**Aim of the exercise:** Copy the material below word for word, from the line with "Circle any roof in the image." to the line with "[[3, 54, 16, 61]]", including both of those lines.
━━━━━ Extracted records ━━━━━
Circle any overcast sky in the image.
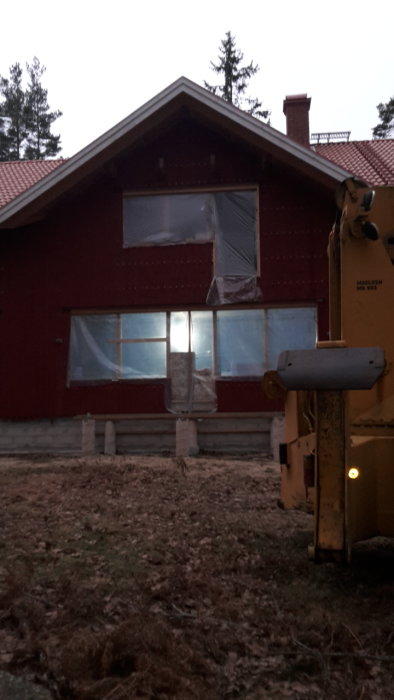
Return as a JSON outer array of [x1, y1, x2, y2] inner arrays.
[[0, 0, 394, 157]]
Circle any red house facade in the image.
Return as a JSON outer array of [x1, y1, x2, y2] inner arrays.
[[0, 78, 349, 452]]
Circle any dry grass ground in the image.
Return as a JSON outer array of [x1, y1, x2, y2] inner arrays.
[[0, 456, 394, 700]]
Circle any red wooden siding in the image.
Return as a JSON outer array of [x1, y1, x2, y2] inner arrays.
[[0, 120, 334, 418]]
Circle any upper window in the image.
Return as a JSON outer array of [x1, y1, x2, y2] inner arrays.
[[123, 189, 257, 277]]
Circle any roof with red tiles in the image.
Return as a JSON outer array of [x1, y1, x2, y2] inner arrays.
[[0, 160, 65, 209], [311, 139, 394, 186]]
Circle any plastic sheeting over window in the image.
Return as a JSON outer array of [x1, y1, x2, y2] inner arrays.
[[123, 189, 261, 306], [69, 307, 316, 382], [69, 312, 167, 382], [123, 192, 214, 248], [207, 275, 263, 306]]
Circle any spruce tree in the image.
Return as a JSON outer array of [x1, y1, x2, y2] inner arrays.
[[0, 63, 27, 160], [24, 56, 62, 160], [204, 32, 270, 119], [372, 97, 394, 139]]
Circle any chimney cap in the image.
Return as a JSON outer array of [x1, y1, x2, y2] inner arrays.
[[283, 92, 311, 114]]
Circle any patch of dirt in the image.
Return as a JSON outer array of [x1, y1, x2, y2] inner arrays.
[[0, 456, 394, 700]]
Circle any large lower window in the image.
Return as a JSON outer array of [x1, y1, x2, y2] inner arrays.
[[69, 307, 316, 383]]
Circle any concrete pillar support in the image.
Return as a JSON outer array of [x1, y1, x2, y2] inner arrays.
[[175, 418, 199, 457], [81, 417, 96, 457], [104, 420, 116, 455]]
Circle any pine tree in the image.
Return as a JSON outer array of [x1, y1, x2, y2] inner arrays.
[[204, 32, 270, 119], [372, 97, 394, 139], [24, 56, 62, 160], [0, 63, 27, 160]]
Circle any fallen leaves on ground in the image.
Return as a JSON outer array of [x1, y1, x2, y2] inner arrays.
[[0, 456, 394, 700]]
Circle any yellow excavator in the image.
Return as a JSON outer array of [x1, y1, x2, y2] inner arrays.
[[264, 178, 394, 561]]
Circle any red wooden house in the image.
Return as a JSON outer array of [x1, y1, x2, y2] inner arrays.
[[0, 78, 366, 452]]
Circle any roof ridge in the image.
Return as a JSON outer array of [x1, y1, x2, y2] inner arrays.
[[354, 141, 393, 185]]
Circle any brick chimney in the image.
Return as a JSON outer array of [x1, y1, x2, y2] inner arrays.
[[283, 95, 311, 146]]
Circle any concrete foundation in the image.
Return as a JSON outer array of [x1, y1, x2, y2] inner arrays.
[[0, 413, 283, 459]]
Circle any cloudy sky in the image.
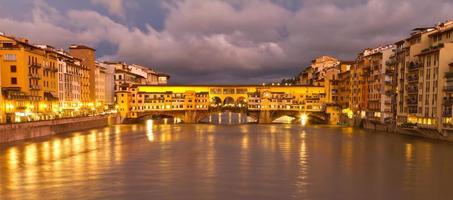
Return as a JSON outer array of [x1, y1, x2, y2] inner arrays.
[[0, 0, 453, 83]]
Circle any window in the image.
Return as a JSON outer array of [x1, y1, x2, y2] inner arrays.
[[3, 54, 16, 61], [10, 65, 17, 72]]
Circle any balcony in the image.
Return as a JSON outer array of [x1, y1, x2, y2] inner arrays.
[[407, 62, 420, 71], [442, 98, 453, 106], [444, 85, 453, 92], [28, 63, 42, 68], [385, 69, 395, 76], [385, 90, 395, 97], [30, 85, 41, 90], [406, 99, 418, 106], [28, 74, 41, 79], [445, 72, 453, 79], [385, 58, 397, 66], [407, 88, 416, 94], [407, 75, 418, 82]]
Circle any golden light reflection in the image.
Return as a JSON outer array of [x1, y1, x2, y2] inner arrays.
[[8, 147, 19, 169], [300, 113, 308, 126], [296, 131, 309, 193], [405, 144, 414, 162], [146, 119, 154, 142], [25, 143, 38, 165]]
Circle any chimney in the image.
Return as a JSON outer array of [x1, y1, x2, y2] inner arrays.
[[19, 38, 28, 44]]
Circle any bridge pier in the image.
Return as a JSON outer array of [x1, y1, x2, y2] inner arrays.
[[258, 110, 272, 124], [183, 111, 198, 124]]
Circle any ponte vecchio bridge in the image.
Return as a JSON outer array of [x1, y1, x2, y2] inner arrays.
[[116, 85, 336, 123]]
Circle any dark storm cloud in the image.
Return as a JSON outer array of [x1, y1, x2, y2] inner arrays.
[[0, 0, 453, 83]]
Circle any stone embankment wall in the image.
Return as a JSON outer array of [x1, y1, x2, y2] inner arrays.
[[0, 115, 119, 143], [362, 121, 453, 142]]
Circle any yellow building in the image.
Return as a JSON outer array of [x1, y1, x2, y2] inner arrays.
[[395, 21, 453, 131], [0, 35, 58, 122], [116, 85, 327, 122]]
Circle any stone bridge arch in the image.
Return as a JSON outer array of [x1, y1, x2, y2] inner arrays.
[[134, 111, 211, 124]]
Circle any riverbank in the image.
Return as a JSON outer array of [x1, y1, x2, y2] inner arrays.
[[361, 121, 453, 142], [0, 115, 119, 143]]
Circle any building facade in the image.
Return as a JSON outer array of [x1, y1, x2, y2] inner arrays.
[[0, 35, 58, 123]]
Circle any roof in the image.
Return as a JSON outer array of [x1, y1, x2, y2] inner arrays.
[[69, 44, 96, 51], [134, 84, 324, 88]]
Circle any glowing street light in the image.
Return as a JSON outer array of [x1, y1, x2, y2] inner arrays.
[[300, 113, 308, 126]]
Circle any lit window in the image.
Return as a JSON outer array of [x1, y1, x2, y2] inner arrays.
[[3, 54, 16, 61]]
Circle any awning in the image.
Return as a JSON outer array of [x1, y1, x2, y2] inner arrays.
[[44, 92, 58, 101]]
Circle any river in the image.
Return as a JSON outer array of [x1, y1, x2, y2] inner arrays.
[[0, 122, 453, 200]]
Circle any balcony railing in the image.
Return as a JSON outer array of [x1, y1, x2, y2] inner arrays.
[[29, 63, 42, 68], [407, 88, 418, 94], [444, 85, 453, 92], [30, 85, 41, 90], [407, 99, 418, 105], [407, 75, 418, 82], [445, 72, 453, 79], [442, 98, 453, 106], [28, 73, 41, 79], [408, 62, 420, 71]]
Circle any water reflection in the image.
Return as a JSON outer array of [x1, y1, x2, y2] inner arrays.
[[0, 124, 453, 199], [201, 111, 252, 125], [146, 119, 154, 142]]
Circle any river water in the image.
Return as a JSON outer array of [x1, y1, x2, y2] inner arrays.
[[0, 122, 453, 200]]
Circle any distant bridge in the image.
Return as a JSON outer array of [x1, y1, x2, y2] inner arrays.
[[116, 85, 336, 123]]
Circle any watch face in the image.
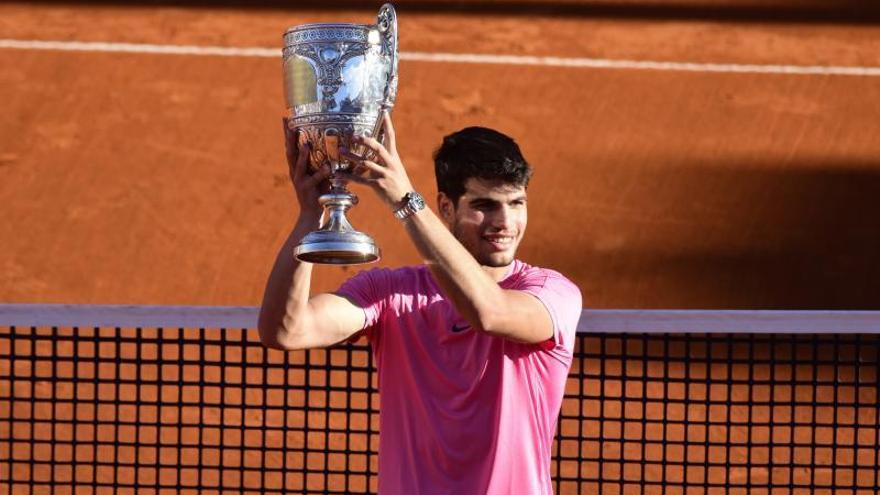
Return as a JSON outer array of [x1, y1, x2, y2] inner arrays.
[[410, 192, 425, 210]]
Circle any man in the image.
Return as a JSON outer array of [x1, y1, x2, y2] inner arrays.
[[259, 117, 581, 495]]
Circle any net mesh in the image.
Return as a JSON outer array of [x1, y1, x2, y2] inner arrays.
[[0, 327, 880, 495]]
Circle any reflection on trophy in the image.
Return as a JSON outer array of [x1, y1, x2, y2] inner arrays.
[[284, 4, 397, 265]]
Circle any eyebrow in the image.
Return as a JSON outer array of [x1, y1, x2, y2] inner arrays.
[[468, 194, 526, 205]]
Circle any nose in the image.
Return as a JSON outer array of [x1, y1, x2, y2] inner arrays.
[[491, 205, 516, 232]]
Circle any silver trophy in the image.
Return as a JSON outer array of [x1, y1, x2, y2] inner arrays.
[[284, 4, 397, 265]]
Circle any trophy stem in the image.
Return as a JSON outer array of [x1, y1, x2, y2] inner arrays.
[[294, 177, 379, 265]]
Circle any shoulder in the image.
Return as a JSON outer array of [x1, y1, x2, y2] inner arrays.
[[505, 260, 583, 305]]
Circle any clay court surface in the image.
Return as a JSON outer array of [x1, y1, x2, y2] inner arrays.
[[0, 1, 880, 309]]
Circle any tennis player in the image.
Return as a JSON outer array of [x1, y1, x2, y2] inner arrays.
[[259, 117, 582, 495]]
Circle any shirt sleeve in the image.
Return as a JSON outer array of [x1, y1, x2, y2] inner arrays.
[[515, 269, 583, 353], [335, 268, 390, 335]]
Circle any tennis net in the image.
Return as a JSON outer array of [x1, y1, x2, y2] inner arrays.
[[0, 305, 880, 495]]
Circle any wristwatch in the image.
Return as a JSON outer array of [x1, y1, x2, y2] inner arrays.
[[394, 191, 425, 220]]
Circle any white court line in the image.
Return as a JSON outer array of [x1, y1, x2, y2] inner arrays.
[[0, 304, 880, 334], [0, 39, 880, 77]]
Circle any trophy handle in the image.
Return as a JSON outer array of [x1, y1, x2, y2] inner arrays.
[[370, 3, 398, 150], [374, 3, 397, 111]]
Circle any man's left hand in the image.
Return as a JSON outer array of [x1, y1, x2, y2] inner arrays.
[[340, 112, 413, 209]]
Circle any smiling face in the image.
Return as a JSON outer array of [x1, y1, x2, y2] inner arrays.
[[439, 178, 528, 268]]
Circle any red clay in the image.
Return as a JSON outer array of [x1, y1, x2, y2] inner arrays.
[[0, 4, 880, 308]]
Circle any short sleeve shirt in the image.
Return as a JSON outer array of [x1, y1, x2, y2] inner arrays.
[[337, 260, 582, 495]]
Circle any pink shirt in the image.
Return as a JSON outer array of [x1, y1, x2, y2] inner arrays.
[[337, 261, 581, 495]]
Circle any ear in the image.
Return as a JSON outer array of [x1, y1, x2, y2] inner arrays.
[[437, 192, 455, 225]]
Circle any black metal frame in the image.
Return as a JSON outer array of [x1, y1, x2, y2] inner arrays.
[[0, 327, 880, 495]]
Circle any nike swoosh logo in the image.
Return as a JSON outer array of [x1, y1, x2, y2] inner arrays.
[[452, 325, 471, 333]]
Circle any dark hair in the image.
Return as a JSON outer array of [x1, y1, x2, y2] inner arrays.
[[434, 127, 532, 205]]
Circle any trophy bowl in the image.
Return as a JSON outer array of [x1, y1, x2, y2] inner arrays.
[[283, 4, 398, 265]]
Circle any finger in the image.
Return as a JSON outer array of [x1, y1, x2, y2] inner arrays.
[[382, 110, 397, 155], [339, 148, 387, 177], [353, 136, 394, 169]]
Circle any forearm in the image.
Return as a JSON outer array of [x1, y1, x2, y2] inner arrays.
[[258, 219, 317, 349], [403, 208, 504, 330]]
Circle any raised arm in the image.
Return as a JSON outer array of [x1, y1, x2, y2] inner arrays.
[[257, 121, 365, 350], [344, 116, 553, 343]]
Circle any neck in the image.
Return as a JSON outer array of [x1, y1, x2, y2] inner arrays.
[[483, 261, 513, 282]]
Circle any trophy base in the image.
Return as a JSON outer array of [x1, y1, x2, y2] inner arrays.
[[293, 230, 379, 265]]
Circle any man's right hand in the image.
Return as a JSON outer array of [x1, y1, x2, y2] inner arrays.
[[283, 117, 330, 224]]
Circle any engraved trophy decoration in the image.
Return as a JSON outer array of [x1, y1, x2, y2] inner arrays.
[[283, 4, 397, 265]]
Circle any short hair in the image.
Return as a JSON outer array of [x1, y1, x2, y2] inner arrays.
[[434, 127, 532, 206]]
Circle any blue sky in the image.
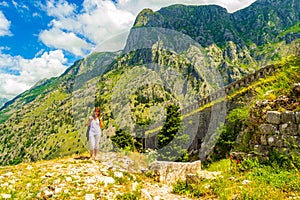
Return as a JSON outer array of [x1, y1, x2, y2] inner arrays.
[[0, 0, 255, 99]]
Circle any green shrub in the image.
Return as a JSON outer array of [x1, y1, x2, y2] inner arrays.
[[110, 129, 142, 151]]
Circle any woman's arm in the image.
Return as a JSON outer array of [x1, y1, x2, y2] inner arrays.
[[87, 117, 93, 126]]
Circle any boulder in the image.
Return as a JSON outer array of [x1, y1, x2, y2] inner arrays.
[[266, 111, 281, 124], [281, 111, 296, 124], [279, 122, 298, 135]]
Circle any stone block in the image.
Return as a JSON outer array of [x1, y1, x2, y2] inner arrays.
[[281, 111, 296, 124], [279, 122, 298, 135], [266, 111, 281, 124], [268, 135, 282, 147], [260, 124, 279, 135], [295, 112, 300, 124], [148, 161, 201, 184]]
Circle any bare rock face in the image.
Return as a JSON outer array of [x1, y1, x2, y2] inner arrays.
[[148, 161, 201, 184]]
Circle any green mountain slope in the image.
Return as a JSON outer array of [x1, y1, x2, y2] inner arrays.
[[0, 1, 299, 165]]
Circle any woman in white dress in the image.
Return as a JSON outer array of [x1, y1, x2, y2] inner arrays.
[[87, 108, 101, 159]]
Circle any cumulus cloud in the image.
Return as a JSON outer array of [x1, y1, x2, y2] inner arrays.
[[118, 0, 255, 14], [39, 28, 91, 56], [40, 0, 255, 56], [0, 50, 67, 99], [0, 11, 11, 36], [46, 0, 76, 18]]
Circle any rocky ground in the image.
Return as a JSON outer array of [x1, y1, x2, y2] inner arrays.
[[0, 152, 196, 200]]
━━━━━
**Result for this exercise:**
Circle any roof in the image.
Return as a JSON outer array of [x1, y1, x2, y2] inner arrays.
[[69, 44, 96, 51], [134, 84, 324, 88]]
Circle any glowing street light in the image.
Return as a JSON outer array of [x1, y1, x2, y2] inner arrays.
[[300, 113, 308, 126]]
Circle any lit window in the image.
Return as a JSON outer array of [x1, y1, x2, y2] inner arrays.
[[3, 54, 16, 61]]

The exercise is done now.